● **EXCERPT**:
^^^^^^^^^^^^^^^^

Scene4 Magazine: Arthur Meiselman
Arthur Meiselman
First Things last

I have a life-long love affair with books, music, and film. For the life of me, I cannot throw away a book... no matter how insipid, or useless, or decrepit. I have paperbacks, from a time when they cost only 50 cents, that are yellowed and fragile like ancient texts. I cannot break off the intimate, secret relationships, all the things we've been through together. With music... a similar nostalgia, perhaps, with the 33LP vinyls. For CD's, no. They're too disposable, can't see the face, the grooves. With film... only the celluloid, the frame-by-frame pictures that look at me when I hold the strip up to the light. I can remember the thrill of my first projector and my first movie... it was The Bride Of Frankenstein, and it was all mine. I rolled it over and over again in a little bedroom on the wall. Imagine, owning a film when very few people did! For videotape, no. Can't see a thing. The tiny magnetic bars dance in their own dimension, and exclude any touch and feel. For DVD's, no. They're also too disposable and there's nothing to see or smell.

The reason I collect these works of art and non-art is because they are part of my time continuum. They exist with me in the present, spread out in all space/time directions, and they are my friends. So I visit with my friends from time to time. I revisit the conversations and the images and the sounds that have placed me into the views of myself and the galaxy I drift in.

So it was that I recently revisited one of the best films ever made, The Lion In Winter.  This is a great film, adapted by James Goldman from his own wonderful play. On Broadway in 1966, the play starred Robert Preston as Henry, Rosemary Harris as Eleanor, and as Philip, young Christopher Walken in his first major stage role. In 1968, the honored film version starred Peter O'Toole as Henry (seemingly a reprise of his performance in 1964 in Becket), Katherine Hepburn as Eleanor, a young Timothy Dalton as Philip (his first major screen role), and as Richard, young Anthony Hopkins in his first major screen role. It was a magical cast with other fine actors, many of whom were unable to do anything comparable before or since. It was directed by Anthony Harvey, who also never got close to this work before or since as a director, though he was a brilliant editor. And John Barry, who did indeed match and rise beyond his work in Lion, composed the score.

^^^^^^^^^^^^^^^^

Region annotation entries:
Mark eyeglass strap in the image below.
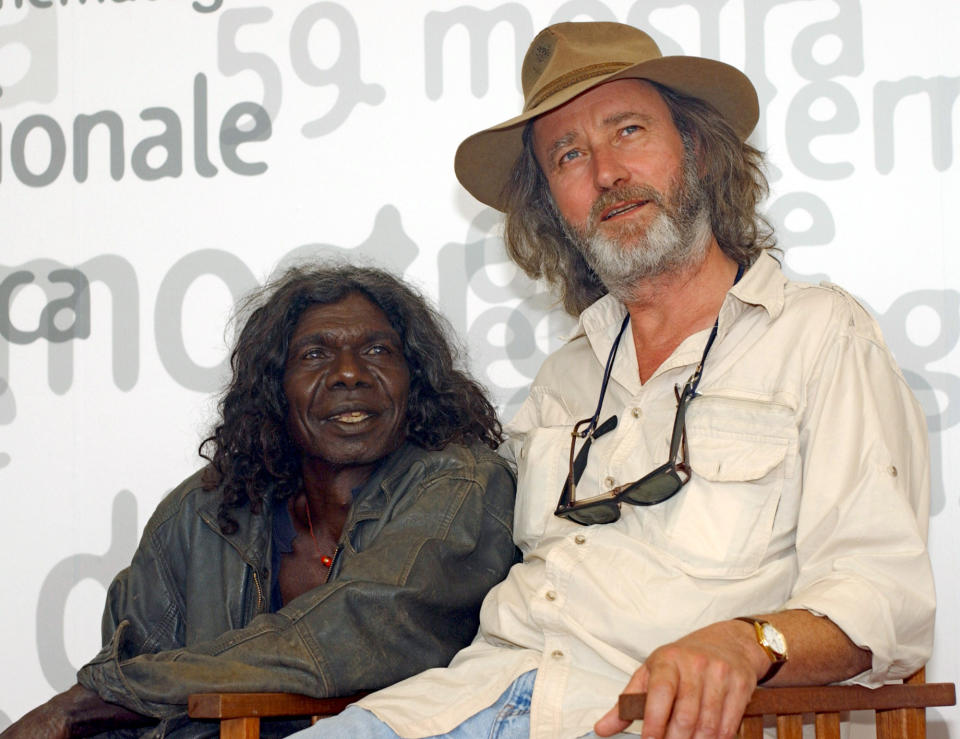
[573,416,618,485]
[580,313,630,438]
[684,264,743,396]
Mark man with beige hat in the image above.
[296,18,934,739]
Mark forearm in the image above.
[0,685,155,739]
[752,610,872,686]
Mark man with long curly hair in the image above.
[4,266,516,737]
[296,23,934,739]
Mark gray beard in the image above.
[561,156,712,302]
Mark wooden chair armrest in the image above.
[187,692,367,719]
[619,683,957,721]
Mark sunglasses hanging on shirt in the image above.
[553,265,743,526]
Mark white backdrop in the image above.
[0,0,960,737]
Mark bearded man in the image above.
[294,23,934,739]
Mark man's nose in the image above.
[327,351,370,388]
[592,144,630,191]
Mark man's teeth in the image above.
[333,411,372,423]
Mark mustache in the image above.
[587,185,664,229]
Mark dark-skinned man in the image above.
[3,266,516,739]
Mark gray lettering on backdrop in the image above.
[153,249,257,392]
[550,0,616,23]
[437,209,574,418]
[73,110,123,182]
[0,8,59,108]
[873,290,960,516]
[271,205,418,279]
[873,77,960,174]
[423,3,533,100]
[627,0,724,56]
[130,107,183,180]
[290,3,387,139]
[10,115,67,187]
[0,254,140,395]
[220,102,273,176]
[217,2,386,139]
[217,7,283,127]
[37,490,137,691]
[784,81,860,180]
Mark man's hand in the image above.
[594,610,872,739]
[594,621,770,739]
[0,685,156,739]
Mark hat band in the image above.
[523,62,636,112]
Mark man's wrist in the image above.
[733,616,788,685]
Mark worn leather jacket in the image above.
[78,443,517,736]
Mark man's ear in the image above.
[693,135,707,180]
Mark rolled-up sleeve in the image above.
[785,299,935,686]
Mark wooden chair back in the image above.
[187,693,367,739]
[620,669,957,739]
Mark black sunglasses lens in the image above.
[565,500,620,526]
[620,472,686,505]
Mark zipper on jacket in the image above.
[323,544,343,585]
[250,567,263,613]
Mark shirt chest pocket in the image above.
[651,401,797,578]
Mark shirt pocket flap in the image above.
[690,436,787,482]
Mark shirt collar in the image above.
[571,251,787,384]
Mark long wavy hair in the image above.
[200,265,502,534]
[504,82,776,316]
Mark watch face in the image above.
[761,624,787,654]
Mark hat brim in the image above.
[453,56,760,211]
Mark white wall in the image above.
[0,0,960,737]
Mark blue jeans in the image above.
[291,670,537,739]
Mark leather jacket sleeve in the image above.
[78,445,516,718]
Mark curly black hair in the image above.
[200,265,502,534]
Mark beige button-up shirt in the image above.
[361,255,934,739]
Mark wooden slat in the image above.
[876,708,927,739]
[620,683,957,721]
[737,716,763,739]
[777,714,803,739]
[814,713,840,739]
[220,718,260,739]
[744,683,957,716]
[187,693,366,720]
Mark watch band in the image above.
[734,616,787,685]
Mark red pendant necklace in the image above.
[305,500,333,567]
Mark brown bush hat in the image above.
[453,22,760,211]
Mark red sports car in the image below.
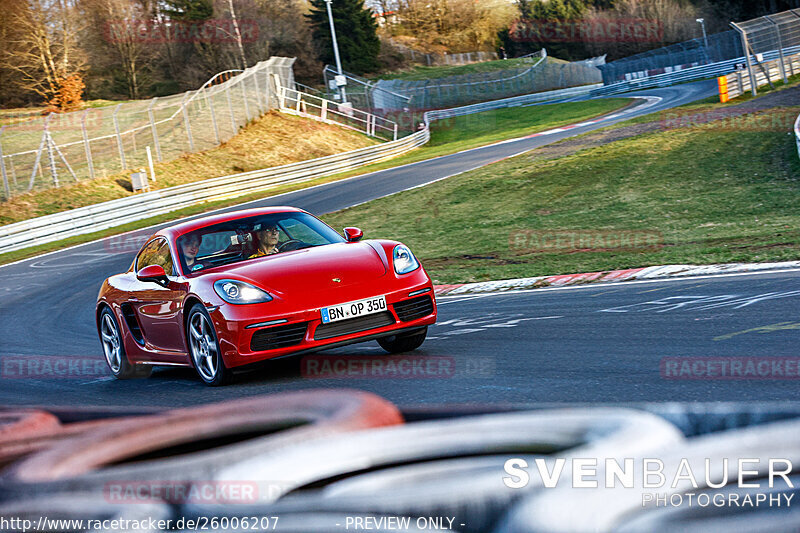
[96,207,436,385]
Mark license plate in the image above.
[320,296,386,324]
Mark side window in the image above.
[136,239,175,276]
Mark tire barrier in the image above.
[0,390,800,533]
[0,389,403,494]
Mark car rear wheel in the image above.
[378,326,428,353]
[186,304,232,387]
[97,307,153,379]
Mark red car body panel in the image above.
[97,207,436,368]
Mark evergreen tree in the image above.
[306,0,381,74]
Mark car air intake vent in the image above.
[394,295,433,322]
[314,311,394,341]
[120,304,144,345]
[250,322,308,352]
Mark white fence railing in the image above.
[794,111,800,157]
[279,87,397,141]
[0,86,608,253]
[0,57,294,199]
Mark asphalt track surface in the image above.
[6,77,800,406]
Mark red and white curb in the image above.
[434,261,800,296]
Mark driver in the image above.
[181,233,200,270]
[248,224,280,259]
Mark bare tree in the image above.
[2,0,86,100]
[83,0,155,99]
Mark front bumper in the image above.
[211,276,436,368]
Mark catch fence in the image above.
[0,57,295,199]
[325,50,601,114]
[731,9,800,95]
[599,30,743,85]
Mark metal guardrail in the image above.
[719,54,800,103]
[425,83,602,120]
[0,86,612,253]
[591,46,800,96]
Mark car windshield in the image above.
[178,212,344,273]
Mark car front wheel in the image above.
[378,326,428,353]
[186,304,231,387]
[97,307,153,379]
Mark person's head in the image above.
[181,233,200,265]
[258,224,280,247]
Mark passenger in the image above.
[248,224,280,259]
[181,233,200,271]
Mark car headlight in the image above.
[214,279,272,304]
[392,244,419,274]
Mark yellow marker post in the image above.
[717,76,730,104]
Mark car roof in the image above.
[156,206,305,240]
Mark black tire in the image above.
[378,326,428,353]
[186,304,233,387]
[97,307,153,379]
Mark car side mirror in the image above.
[136,265,169,285]
[344,228,364,242]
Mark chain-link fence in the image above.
[0,57,294,199]
[389,42,500,67]
[731,9,800,94]
[325,51,602,113]
[599,30,743,85]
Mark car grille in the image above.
[314,311,395,341]
[250,322,308,352]
[394,295,433,322]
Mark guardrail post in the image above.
[181,93,194,152]
[207,89,221,144]
[81,109,94,179]
[147,96,163,161]
[225,85,237,135]
[731,22,758,96]
[253,66,264,116]
[764,16,789,83]
[44,113,58,187]
[0,126,11,200]
[113,104,128,170]
[240,74,252,122]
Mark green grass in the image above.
[0,100,130,126]
[324,107,800,283]
[373,57,560,81]
[0,98,629,264]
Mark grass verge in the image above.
[324,107,800,283]
[0,98,629,264]
[0,111,377,225]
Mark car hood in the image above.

^^^^^^^^^^^^^^^^

● **PROBLEMS TO WORK ON**:
(1) In the essay, what was the first movie the writer owned?
(2) Write out the stretch of the essay from "The reason I" through "I drift in.", putting "universe" in place of "galaxy".

● **EXPECTED OUTPUTS**:
(1) The Bride Of Frankenstein

(2)
The reason I collect these works of art and non-art is because they are part of my time continuum. They exist with me in the present, spread out in all space/time directions, and they are my friends. So I visit with my friends from time to time. I revisit the conversations and the images and the sounds that have placed me into the views of myself and the universe I drift in.